Document section:
************
Amounting to nothing. I am obsessed with my ambition, and the idea of my name being forgotten in a matter of generations keeps me up at night.

Which is sometimes worrying, as I often find I don’t mind what I’m actually remembered for...and some things are a lot worse than others.
 
My biggest fear is losing my dad and having to watch him die because he's all I have left. When I was 17 I had to watch my mom die of a heart attack and after that i was switched between 2 aunts before finally living with my dad. I feel like now my mom's family doesn't want me and that all I have is my dad and his family.
 
Being kicked out of cadet training due to physical incapabilities (and several medical problems I'm pushing through). It would be a huge step back for me in my military career, albeit I could always become an officer through Army training instead of cadet training. It would just likely be a bit more difficult for me physically. It's a constant stressor for me being in the training because I know how much I get judged for primarily being physically inadequate. Most of the cadets training me don't realize how much pain I have to push through on a daily basis to keep going and just assume I'm constantly giving up on myself. I can't explain this concept to most cadets, though. They assume succumbing to pain means you're simply weak. They can't understand that I've spent nearly my entire life in pain to a degree.
 
Biggest fear is probably the unknown. My mind starts filling in the blanks in various entirely uncreative ways which occasionally makes me convinced there are giant spiders in my shoes. Second fear also ties into this, in that I fear being helpless. Being scared out of your mind by something entirely made up yet terrifying with no way to help myself is probably the recurring theme in my nightmares.

actually my mind seems to have decided that nothing can be simple and nothing ever goes my way in normal dreams either

putting these fears into practise generally means i just fear being useless. its scary, watching everyone else do work while you relax, as your mind starts to make up stories about how they hate you because of this.

also, speaking about more mundane matters, im tryophobic.
 
My biggest fear is to be alone.
Actually, I like being alone, but I am scared to lose the people I care and it scares me to death
 
I think i can't bring myself post my main one it's a bit too personal. But another would be being totally alone. No home no warmth just being alone with yourself somewhere. Terrifies me ?
 
This sounds so dumb but-
Syringes.
Syringes of any kind.
vaccination, taking blood, yada yada yada- I'd probably have a half mental breakdown if someone tried to get to me with one of those things.
But that's because of something that happened to me a couple of years ago so yeah X'D

Also- falling back into depression.
I'm doing so damn great right now, don't ever want fall back! :3
 
I... don't have many external fears. Not really anyway.

-Becoming obese
-Being financially unstable (this causes me not to spend a damn dime on anything. Food, clothes, etc.)
-Becoming my mom (wow, so original, but she was actually the worst)
-Being alone (in the sense that I will not find one person who understands me / will listen to a word I say)
-Looking back on my future and knowing I could've done more than what I did (currently, this is what keeps me up at night)
 
The goddamn ocean and other large bodies of water where you can't see all the way through. I keep thinking there're things don't there. It's the reason why I've never swam in the ocean or a lake and just about any other body of water other than swimming pools in my life.

Also, dishonouring my family because I will be disowned. Such is the life of an Asian.
 
Starving to death. Because i'd heard that your stomach hurts horribly while you starve.

Also being the target of a mob-based murder. I'm just scared of people being unable to find my remains.
 
Of there being nothing after we die. There has to be something other than a big black empty void.
************
Information provided:
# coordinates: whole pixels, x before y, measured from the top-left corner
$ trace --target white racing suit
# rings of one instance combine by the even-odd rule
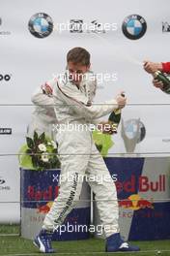
[[[45,84],[48,84],[53,90],[54,83],[55,80],[51,80]],[[57,122],[54,112],[54,99],[52,94],[45,94],[42,88],[42,86],[37,88],[32,95],[31,101],[35,105],[35,110],[28,125],[27,135],[33,137],[34,131],[39,135],[44,132],[45,135],[54,140],[53,125]]]
[[[46,214],[42,229],[52,231],[64,222],[79,200],[82,176],[86,176],[96,195],[101,224],[108,227],[105,229],[105,236],[119,233],[114,181],[94,144],[92,132],[80,128],[110,113],[113,109],[118,108],[117,102],[113,99],[102,105],[90,106],[95,91],[93,84],[87,80],[83,80],[79,88],[71,81],[56,80],[53,94],[57,119],[66,128],[59,129],[56,136],[61,176],[66,178],[61,180],[59,196]],[[70,129],[69,124],[75,129]]]

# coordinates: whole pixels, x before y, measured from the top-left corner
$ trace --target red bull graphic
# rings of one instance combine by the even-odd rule
[[[153,201],[140,198],[138,194],[129,196],[128,199],[119,201],[119,207],[137,210],[140,208],[154,208]]]
[[[53,202],[48,202],[44,206],[40,206],[37,208],[38,209],[37,212],[46,214],[50,210],[50,208],[52,207],[52,205],[53,205]]]
[[[60,170],[21,171],[21,234],[23,238],[33,239],[41,229],[45,214],[49,212],[54,200],[59,195],[59,177]],[[84,188],[83,193],[82,197],[89,200],[89,190]],[[81,204],[81,207],[73,208],[63,226],[67,226],[67,223],[72,227],[77,224],[88,227],[90,225],[90,204]],[[53,240],[83,240],[88,239],[89,235],[86,231],[71,233],[67,229],[61,235],[56,230]]]
[[[165,191],[165,175],[158,176],[156,181],[150,180],[146,176],[135,176],[132,175],[128,180],[116,181],[118,193],[120,191],[135,193],[136,185],[139,192],[147,191]]]

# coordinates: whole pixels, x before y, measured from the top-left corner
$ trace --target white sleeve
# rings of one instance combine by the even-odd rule
[[[54,80],[47,81],[46,83],[53,89]],[[54,98],[53,96],[46,95],[43,93],[42,86],[38,87],[31,97],[31,101],[38,106],[42,106],[43,109],[53,110],[54,109]]]
[[[90,121],[94,118],[97,119],[106,115],[114,109],[118,108],[115,99],[103,104],[88,106],[88,98],[76,87],[76,85],[71,83],[60,85],[59,82],[57,82],[57,89],[60,99],[69,105],[79,116],[85,117]]]

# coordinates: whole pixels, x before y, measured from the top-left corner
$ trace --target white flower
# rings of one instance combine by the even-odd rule
[[[51,141],[51,144],[52,144],[54,149],[57,148],[56,143],[54,141]]]
[[[45,152],[46,151],[46,146],[43,144],[40,144],[38,147],[42,152]]]
[[[48,154],[46,154],[46,153],[42,153],[42,161],[47,163],[48,160],[49,160],[49,159],[48,159]]]

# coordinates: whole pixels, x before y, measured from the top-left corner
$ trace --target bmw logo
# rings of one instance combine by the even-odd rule
[[[28,28],[30,33],[35,37],[45,38],[53,31],[53,21],[48,15],[39,13],[32,16],[28,23]]]
[[[140,16],[128,16],[124,19],[122,30],[127,38],[136,40],[143,37],[145,34],[147,23]]]

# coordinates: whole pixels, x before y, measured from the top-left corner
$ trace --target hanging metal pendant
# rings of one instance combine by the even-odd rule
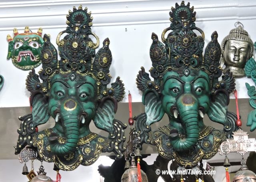
[[[234,176],[232,182],[256,182],[256,175],[252,171],[248,170],[243,158],[241,162],[241,168]]]
[[[142,182],[148,182],[146,173],[140,170]],[[132,157],[131,166],[126,170],[121,178],[121,182],[137,182],[138,181],[138,169],[135,164],[135,160],[133,156]]]
[[[253,43],[242,24],[238,22],[235,26],[236,28],[230,30],[221,44],[220,66],[226,65],[224,73],[230,69],[234,76],[242,76],[245,64],[252,55]]]
[[[229,162],[229,159],[226,156],[225,157],[225,159],[224,159],[224,164],[223,164],[223,166],[224,167],[229,167],[231,165],[230,162]]]
[[[46,176],[46,173],[44,172],[44,166],[41,165],[39,168],[39,171],[37,172],[38,176],[35,177],[31,182],[53,182],[50,177]]]
[[[24,164],[24,166],[23,166],[23,168],[22,169],[22,174],[24,175],[26,175],[28,174],[28,167],[27,167],[27,165],[26,165],[26,163]]]

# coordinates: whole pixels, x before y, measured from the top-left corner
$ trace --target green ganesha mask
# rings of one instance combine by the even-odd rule
[[[25,28],[24,33],[19,34],[16,28],[13,30],[13,39],[7,35],[9,42],[7,59],[12,58],[14,65],[23,70],[29,70],[41,64],[41,51],[44,45],[41,37],[42,30],[37,33],[30,32],[29,28]]]
[[[150,71],[154,81],[143,67],[136,79],[145,106],[145,113],[136,118],[142,141],[156,145],[160,155],[183,166],[194,166],[202,159],[210,158],[236,128],[235,115],[227,111],[229,93],[234,89],[232,73],[227,71],[218,81],[222,71],[216,32],[203,56],[204,36],[195,26],[193,9],[184,2],[172,8],[171,24],[162,34],[165,45],[152,34]],[[197,36],[195,30],[202,36]],[[169,30],[172,31],[165,38]],[[169,124],[151,131],[149,125],[159,121],[165,113]],[[223,129],[205,126],[206,114],[222,124]]]
[[[60,60],[45,35],[42,69],[39,75],[42,83],[34,70],[28,76],[32,113],[20,118],[15,153],[30,145],[41,159],[70,170],[80,164],[93,164],[102,152],[113,152],[117,158],[122,158],[126,125],[114,118],[117,102],[124,94],[124,84],[118,77],[111,88],[107,87],[111,78],[109,40],[106,39],[95,54],[99,40],[91,32],[92,18],[87,8],[74,7],[67,18],[68,26],[56,40]],[[60,40],[64,33],[67,34]],[[90,35],[95,37],[96,44]],[[47,122],[50,117],[55,119],[54,127],[38,132],[38,126]],[[97,128],[109,133],[108,137],[90,131],[92,120]]]

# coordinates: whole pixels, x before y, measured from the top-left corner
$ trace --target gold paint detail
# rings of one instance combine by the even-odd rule
[[[163,133],[163,134],[168,136],[170,129],[168,127],[164,126],[159,128],[159,129]],[[210,144],[207,140],[203,141],[202,144],[204,147],[207,148],[206,149],[206,150],[205,150],[204,151],[202,148],[200,148],[196,152],[191,153],[191,158],[188,159],[182,157],[182,155],[180,155],[178,152],[174,151],[174,152],[170,152],[169,150],[165,149],[163,147],[164,143],[165,143],[168,148],[172,147],[171,144],[168,141],[163,141],[161,135],[160,135],[160,137],[157,137],[156,138],[154,138],[155,132],[150,132],[150,133],[151,133],[151,135],[149,135],[148,141],[150,141],[151,144],[156,145],[159,154],[166,158],[174,159],[179,165],[185,166],[194,166],[202,159],[207,160],[211,158],[218,152],[221,141],[226,138],[224,133],[219,130],[215,130],[212,127],[205,127],[199,133],[198,140],[203,140],[205,137],[209,135],[212,135],[213,137],[212,146],[210,147]],[[182,136],[182,135],[179,135],[180,138]],[[188,151],[188,154],[190,152],[191,152],[190,151]]]
[[[102,61],[104,63],[107,63],[108,62],[108,58],[107,57],[104,57],[102,59]]]
[[[68,107],[66,107],[66,103],[70,101],[72,101],[74,103],[75,103],[75,106],[72,108],[68,108]],[[76,108],[76,107],[77,106],[77,104],[76,103],[76,102],[75,101],[72,100],[72,99],[69,99],[67,100],[67,101],[66,101],[65,102],[65,103],[64,104],[64,109],[66,110],[66,111],[73,111],[74,109],[75,109]]]
[[[47,145],[46,146],[46,150],[48,152],[52,151],[52,149],[51,148],[51,147],[50,145]]]
[[[39,139],[43,139],[44,138],[45,136],[45,135],[44,135],[42,133],[40,133],[38,135],[38,137]]]
[[[47,59],[49,58],[49,55],[46,53],[44,53],[44,58],[46,59]]]
[[[105,141],[105,139],[103,138],[99,137],[98,138],[98,141],[100,143],[102,143]]]
[[[68,161],[69,161],[74,158],[74,154],[72,152],[70,154],[65,155],[64,156],[64,158]]]
[[[100,155],[102,148],[102,146],[101,145],[96,143],[93,156],[91,158],[84,160],[84,162],[83,162],[82,165],[84,166],[90,166],[94,163]]]
[[[74,170],[80,165],[82,162],[83,158],[83,156],[80,154],[75,162],[68,165],[64,164],[57,156],[54,156],[53,160],[56,166],[60,169],[63,170]]]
************
Required work:
1. Repeat word for word the stretch of the text about fears from "I... don't have" through "actually the worst)".
2. Answer these questions from the text about fears.
(a) How old was the writer who fears losing their dad when their mom died?
(b) According to the list of fears, what does the fear of being financially unstable cause the writer not to do?
(c) What has the writer who fears starving to death heard happens to your stomach while you starve?
The entries have nothing to do with the text about fears.

Answers by item number:
1.
I... don't have many external fears. Not really anyway.

-Becoming obese
-Being financially unstable (this causes me not to spend a damn dime on anything. Food, clothes, etc.)
-Becoming my mom (wow, so original, but she was actually the worst)

2.
(a) 17.
(b) Spend a dime on anything, such as food or clothes.
(c) It hurts horribly.